**INSTRUCTIONS TO FOLLOW**
Return every line of the material exactly.
--------------------------------
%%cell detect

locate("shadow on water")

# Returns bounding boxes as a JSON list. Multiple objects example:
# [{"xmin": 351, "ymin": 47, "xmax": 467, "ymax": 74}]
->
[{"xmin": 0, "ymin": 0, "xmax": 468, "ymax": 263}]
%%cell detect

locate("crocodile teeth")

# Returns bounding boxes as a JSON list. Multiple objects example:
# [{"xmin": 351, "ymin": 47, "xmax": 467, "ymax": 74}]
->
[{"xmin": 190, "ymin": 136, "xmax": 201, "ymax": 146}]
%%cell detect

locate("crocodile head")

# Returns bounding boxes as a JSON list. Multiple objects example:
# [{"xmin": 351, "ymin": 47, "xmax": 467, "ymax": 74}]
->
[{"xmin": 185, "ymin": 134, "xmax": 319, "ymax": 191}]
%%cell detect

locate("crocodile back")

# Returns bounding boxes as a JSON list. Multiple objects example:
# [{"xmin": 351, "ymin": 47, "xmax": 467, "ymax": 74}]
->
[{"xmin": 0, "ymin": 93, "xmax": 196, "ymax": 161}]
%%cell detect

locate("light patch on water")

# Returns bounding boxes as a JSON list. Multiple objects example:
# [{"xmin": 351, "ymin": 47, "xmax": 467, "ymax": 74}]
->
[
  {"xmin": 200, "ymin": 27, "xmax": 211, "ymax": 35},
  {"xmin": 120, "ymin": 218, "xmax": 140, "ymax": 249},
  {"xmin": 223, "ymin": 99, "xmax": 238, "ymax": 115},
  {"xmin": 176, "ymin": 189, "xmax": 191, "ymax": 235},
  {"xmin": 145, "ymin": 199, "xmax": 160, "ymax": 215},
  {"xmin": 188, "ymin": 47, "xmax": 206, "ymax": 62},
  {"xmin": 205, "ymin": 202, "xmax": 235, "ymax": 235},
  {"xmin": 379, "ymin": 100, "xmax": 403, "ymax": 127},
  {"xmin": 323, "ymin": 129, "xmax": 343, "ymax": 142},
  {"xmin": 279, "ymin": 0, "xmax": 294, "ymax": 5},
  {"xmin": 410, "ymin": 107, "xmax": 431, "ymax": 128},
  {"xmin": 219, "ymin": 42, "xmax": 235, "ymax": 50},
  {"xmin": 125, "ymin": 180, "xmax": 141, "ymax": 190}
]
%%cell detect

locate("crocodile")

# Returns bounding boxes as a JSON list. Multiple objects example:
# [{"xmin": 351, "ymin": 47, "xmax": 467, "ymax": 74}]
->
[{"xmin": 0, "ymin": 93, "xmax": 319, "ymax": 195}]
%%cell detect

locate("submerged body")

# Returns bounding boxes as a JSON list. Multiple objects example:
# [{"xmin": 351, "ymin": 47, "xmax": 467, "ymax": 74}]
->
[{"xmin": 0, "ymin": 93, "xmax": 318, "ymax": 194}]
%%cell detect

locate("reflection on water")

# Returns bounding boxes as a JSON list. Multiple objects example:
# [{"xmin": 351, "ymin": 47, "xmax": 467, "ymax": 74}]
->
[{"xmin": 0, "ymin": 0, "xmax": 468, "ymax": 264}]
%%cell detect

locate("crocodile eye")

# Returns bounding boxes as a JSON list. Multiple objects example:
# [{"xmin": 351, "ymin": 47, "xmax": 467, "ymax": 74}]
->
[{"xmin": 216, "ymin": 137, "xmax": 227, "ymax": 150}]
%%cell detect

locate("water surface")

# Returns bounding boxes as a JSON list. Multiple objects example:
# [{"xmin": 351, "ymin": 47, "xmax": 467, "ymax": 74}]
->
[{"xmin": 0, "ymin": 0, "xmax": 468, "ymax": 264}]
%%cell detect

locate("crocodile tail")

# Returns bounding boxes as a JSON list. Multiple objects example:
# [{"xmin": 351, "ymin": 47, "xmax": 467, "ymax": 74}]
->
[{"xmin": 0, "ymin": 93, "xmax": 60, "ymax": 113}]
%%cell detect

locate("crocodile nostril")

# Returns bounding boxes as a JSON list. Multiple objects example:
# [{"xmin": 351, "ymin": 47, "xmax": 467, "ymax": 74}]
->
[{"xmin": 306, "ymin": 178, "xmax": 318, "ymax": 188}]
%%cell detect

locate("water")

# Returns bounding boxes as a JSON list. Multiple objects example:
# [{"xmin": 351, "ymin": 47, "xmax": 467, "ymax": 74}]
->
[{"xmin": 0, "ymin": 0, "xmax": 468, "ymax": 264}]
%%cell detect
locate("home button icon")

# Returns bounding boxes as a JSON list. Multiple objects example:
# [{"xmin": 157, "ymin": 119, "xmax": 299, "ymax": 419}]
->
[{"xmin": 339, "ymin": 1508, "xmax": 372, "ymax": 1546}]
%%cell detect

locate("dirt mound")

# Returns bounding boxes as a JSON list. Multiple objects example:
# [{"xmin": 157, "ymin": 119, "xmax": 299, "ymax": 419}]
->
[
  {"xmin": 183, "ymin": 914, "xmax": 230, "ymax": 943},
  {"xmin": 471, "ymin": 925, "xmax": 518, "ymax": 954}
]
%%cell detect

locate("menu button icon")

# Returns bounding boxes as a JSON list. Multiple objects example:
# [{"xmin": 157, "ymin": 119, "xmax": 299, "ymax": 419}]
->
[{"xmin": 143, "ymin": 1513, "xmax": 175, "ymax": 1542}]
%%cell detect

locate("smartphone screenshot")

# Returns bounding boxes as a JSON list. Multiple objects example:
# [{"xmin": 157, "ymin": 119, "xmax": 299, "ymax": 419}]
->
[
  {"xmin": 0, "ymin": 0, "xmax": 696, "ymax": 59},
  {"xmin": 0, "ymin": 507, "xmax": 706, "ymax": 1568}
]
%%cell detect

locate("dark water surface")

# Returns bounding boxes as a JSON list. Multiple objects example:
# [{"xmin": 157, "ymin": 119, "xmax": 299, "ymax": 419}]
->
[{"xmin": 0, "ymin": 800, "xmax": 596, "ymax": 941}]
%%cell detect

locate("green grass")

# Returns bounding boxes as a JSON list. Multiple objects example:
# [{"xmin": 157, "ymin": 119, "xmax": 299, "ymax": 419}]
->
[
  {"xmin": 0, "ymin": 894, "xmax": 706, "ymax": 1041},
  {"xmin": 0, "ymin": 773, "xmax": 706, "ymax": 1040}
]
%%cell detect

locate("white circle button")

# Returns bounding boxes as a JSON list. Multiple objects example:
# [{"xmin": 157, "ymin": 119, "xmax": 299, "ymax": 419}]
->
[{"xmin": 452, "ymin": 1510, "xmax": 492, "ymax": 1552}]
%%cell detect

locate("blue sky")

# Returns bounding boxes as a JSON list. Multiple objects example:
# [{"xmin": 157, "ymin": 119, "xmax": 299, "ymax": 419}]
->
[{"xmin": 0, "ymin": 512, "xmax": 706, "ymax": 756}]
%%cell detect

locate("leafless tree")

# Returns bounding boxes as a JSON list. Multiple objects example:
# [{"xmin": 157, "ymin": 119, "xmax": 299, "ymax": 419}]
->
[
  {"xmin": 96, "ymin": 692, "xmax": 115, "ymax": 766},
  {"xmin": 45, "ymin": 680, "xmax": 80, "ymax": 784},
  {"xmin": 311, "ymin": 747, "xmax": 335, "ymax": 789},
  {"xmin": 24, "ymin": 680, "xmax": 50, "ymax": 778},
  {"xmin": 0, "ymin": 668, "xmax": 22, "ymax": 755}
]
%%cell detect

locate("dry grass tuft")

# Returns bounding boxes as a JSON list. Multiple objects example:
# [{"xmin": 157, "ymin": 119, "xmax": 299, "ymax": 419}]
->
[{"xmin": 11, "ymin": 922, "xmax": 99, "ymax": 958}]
--------------------------------
**EXERCISE RESPONSE**
%%cell detect

locate("shadow on water")

# Returns bounding boxes as a JSON list. Multiple objects example:
# [{"xmin": 351, "ymin": 47, "xmax": 467, "ymax": 74}]
->
[{"xmin": 0, "ymin": 0, "xmax": 468, "ymax": 263}]
%%cell detect

locate("crocodile teeth")

# Returns bounding boxes as a JSON list. Multiple objects example:
# [{"xmin": 351, "ymin": 47, "xmax": 467, "ymax": 74}]
->
[{"xmin": 190, "ymin": 136, "xmax": 201, "ymax": 146}]
%%cell detect

locate("crocodile head")

# Returns bounding boxes as a JSON list. Multiple objects example:
# [{"xmin": 351, "ymin": 47, "xmax": 467, "ymax": 74}]
->
[{"xmin": 185, "ymin": 134, "xmax": 319, "ymax": 191}]
%%cell detect

locate("crocodile back")

# Returns bounding boxes as a JSON list. Multiple objects example:
# [{"xmin": 351, "ymin": 47, "xmax": 467, "ymax": 74}]
->
[{"xmin": 0, "ymin": 93, "xmax": 196, "ymax": 161}]
%%cell detect

locate("light patch on water")

# Returns bounding boxes as a JSON list. Multiple objects example:
# [{"xmin": 351, "ymin": 47, "xmax": 467, "ymax": 74}]
->
[
  {"xmin": 200, "ymin": 27, "xmax": 211, "ymax": 35},
  {"xmin": 120, "ymin": 218, "xmax": 140, "ymax": 249},
  {"xmin": 223, "ymin": 99, "xmax": 238, "ymax": 115},
  {"xmin": 176, "ymin": 189, "xmax": 191, "ymax": 235},
  {"xmin": 145, "ymin": 199, "xmax": 160, "ymax": 215},
  {"xmin": 188, "ymin": 47, "xmax": 206, "ymax": 62},
  {"xmin": 205, "ymin": 202, "xmax": 235, "ymax": 235},
  {"xmin": 379, "ymin": 100, "xmax": 403, "ymax": 127},
  {"xmin": 323, "ymin": 129, "xmax": 343, "ymax": 142},
  {"xmin": 279, "ymin": 0, "xmax": 294, "ymax": 5},
  {"xmin": 410, "ymin": 107, "xmax": 431, "ymax": 128},
  {"xmin": 219, "ymin": 42, "xmax": 235, "ymax": 50},
  {"xmin": 125, "ymin": 180, "xmax": 141, "ymax": 190}
]
%%cell detect

locate("crocodile")

# Returns bounding boxes as a JSON list. Multiple objects example:
# [{"xmin": 351, "ymin": 47, "xmax": 467, "ymax": 74}]
->
[{"xmin": 0, "ymin": 93, "xmax": 319, "ymax": 195}]
%%cell detect

locate("submerged body")

# Returns bounding boxes as a JSON list. Multiple objects example:
# [{"xmin": 351, "ymin": 47, "xmax": 467, "ymax": 74}]
->
[{"xmin": 0, "ymin": 93, "xmax": 318, "ymax": 194}]
%%cell detect

locate("reflection on water")

# Returns bounding boxes as a JSON list. Multiple objects example:
# [{"xmin": 351, "ymin": 47, "xmax": 467, "ymax": 74}]
->
[{"xmin": 0, "ymin": 0, "xmax": 468, "ymax": 264}]
%%cell detect

locate("crocodile eye")

# Returns bounding boxes as a JSON list. Multiple objects example:
# [{"xmin": 351, "ymin": 47, "xmax": 467, "ymax": 74}]
->
[{"xmin": 216, "ymin": 137, "xmax": 227, "ymax": 150}]
%%cell detect

locate("water surface")

# Returns bounding boxes as a JSON list. Multiple objects example:
# [{"xmin": 351, "ymin": 47, "xmax": 467, "ymax": 74}]
->
[{"xmin": 0, "ymin": 0, "xmax": 468, "ymax": 264}]
%%cell detect

locate("crocodile tail")

# Returns bounding boxes as a JSON list. Multiple objects example:
# [{"xmin": 351, "ymin": 47, "xmax": 467, "ymax": 74}]
->
[{"xmin": 0, "ymin": 93, "xmax": 60, "ymax": 113}]
%%cell detect

locate("crocodile nostril")

# Returns bounding boxes as a JSON list. Multiple objects example:
# [{"xmin": 351, "ymin": 47, "xmax": 467, "ymax": 74}]
->
[{"xmin": 306, "ymin": 178, "xmax": 318, "ymax": 188}]
%%cell detect

locate("water")

# Returns bounding boxes as a JSON list. Multiple objects example:
# [{"xmin": 351, "ymin": 47, "xmax": 467, "ymax": 74}]
->
[{"xmin": 0, "ymin": 0, "xmax": 468, "ymax": 264}]
%%cell detect
locate("home button icon")

# Returns bounding boxes as a JSON list. Multiple objects example:
# [{"xmin": 157, "ymin": 119, "xmax": 299, "ymax": 419}]
->
[{"xmin": 339, "ymin": 1508, "xmax": 372, "ymax": 1546}]
%%cell detect

locate("dirt mound")

# Returns bounding boxes as a JSON list. Multiple objects example:
# [{"xmin": 157, "ymin": 119, "xmax": 299, "ymax": 419}]
->
[
  {"xmin": 183, "ymin": 914, "xmax": 230, "ymax": 943},
  {"xmin": 471, "ymin": 925, "xmax": 518, "ymax": 954}
]
%%cell detect

locate("menu button icon")

# Returns bounding boxes as a JSON list. Multiple objects example:
# [{"xmin": 157, "ymin": 119, "xmax": 299, "ymax": 419}]
->
[{"xmin": 143, "ymin": 1513, "xmax": 175, "ymax": 1542}]
%%cell detect

locate("smartphone screenshot")

# Returns bounding boxes as a JSON list. Multiple objects example:
# [{"xmin": 157, "ymin": 119, "xmax": 299, "ymax": 419}]
->
[
  {"xmin": 0, "ymin": 0, "xmax": 696, "ymax": 59},
  {"xmin": 0, "ymin": 507, "xmax": 706, "ymax": 1568}
]
%%cell detect

locate("dark water surface")

# Returns bounding boxes as a JSON list. Multiple objects example:
# [{"xmin": 157, "ymin": 119, "xmax": 299, "ymax": 419}]
->
[{"xmin": 0, "ymin": 800, "xmax": 596, "ymax": 941}]
%%cell detect

locate("green grass")

# Returns bounding boxes as a JSON list. Multiple objects example:
# [{"xmin": 157, "ymin": 119, "xmax": 299, "ymax": 419}]
->
[
  {"xmin": 0, "ymin": 894, "xmax": 706, "ymax": 1041},
  {"xmin": 0, "ymin": 773, "xmax": 706, "ymax": 1040}
]
%%cell detect

locate("white circle button")

# Returns bounding boxes as a JSON list. Multiple objects example:
# [{"xmin": 157, "ymin": 119, "xmax": 299, "ymax": 419}]
->
[{"xmin": 452, "ymin": 1510, "xmax": 492, "ymax": 1552}]
%%cell detect

locate("blue sky")

# Returns bounding boxes as a JSON list. Multiple objects example:
# [{"xmin": 157, "ymin": 119, "xmax": 299, "ymax": 419}]
->
[{"xmin": 0, "ymin": 512, "xmax": 706, "ymax": 756}]
%%cell detect

locate("leafless tree")

# Returns bounding boxes as a JSON list. Multiple objects example:
# [{"xmin": 157, "ymin": 119, "xmax": 299, "ymax": 419}]
->
[
  {"xmin": 96, "ymin": 692, "xmax": 115, "ymax": 766},
  {"xmin": 45, "ymin": 680, "xmax": 80, "ymax": 784},
  {"xmin": 311, "ymin": 747, "xmax": 335, "ymax": 789},
  {"xmin": 24, "ymin": 680, "xmax": 50, "ymax": 778},
  {"xmin": 0, "ymin": 668, "xmax": 22, "ymax": 755}
]
%%cell detect

locate("dry grass tuft")

# Returns bounding boxes as a JSON list. Multiple objects example:
# [{"xmin": 157, "ymin": 119, "xmax": 299, "ymax": 419}]
->
[{"xmin": 11, "ymin": 922, "xmax": 99, "ymax": 958}]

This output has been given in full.